— start SUPPLIED MATERIAL —

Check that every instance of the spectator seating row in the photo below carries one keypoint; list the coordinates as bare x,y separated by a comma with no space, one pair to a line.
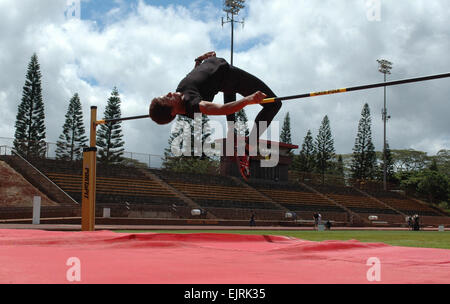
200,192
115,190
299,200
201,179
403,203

— end SUPPLIED MATERIAL —
— start SUPPLIED MATERIAL —

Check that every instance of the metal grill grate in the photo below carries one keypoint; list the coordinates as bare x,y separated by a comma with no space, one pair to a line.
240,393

— end SUPPLIED MATERIAL —
— start SUPPLIED MATERIAL —

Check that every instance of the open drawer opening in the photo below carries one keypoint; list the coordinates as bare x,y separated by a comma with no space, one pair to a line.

— end SUPPLIED MATERIAL —

» WORK TO DO: Gather every line in the listing above that contains the string "comma", and reproduce each one in its original order.

» THE ANSWER:
Check that every instance of the spectator seating row in the photo below carries one keypoint; list the coordinates as bare x,y separated by a comma with no space, one pair to a line.
Check that every instance of the metal grill grate in the photo below carries one keypoint; list the coordinates as bare x,y separated by a comma with no space, one pair to a line.
Check that every instance of the open drawer opening in the photo below carries one keypoint; list the coordinates as bare x,y separated by a comma with no space, one pair to a line.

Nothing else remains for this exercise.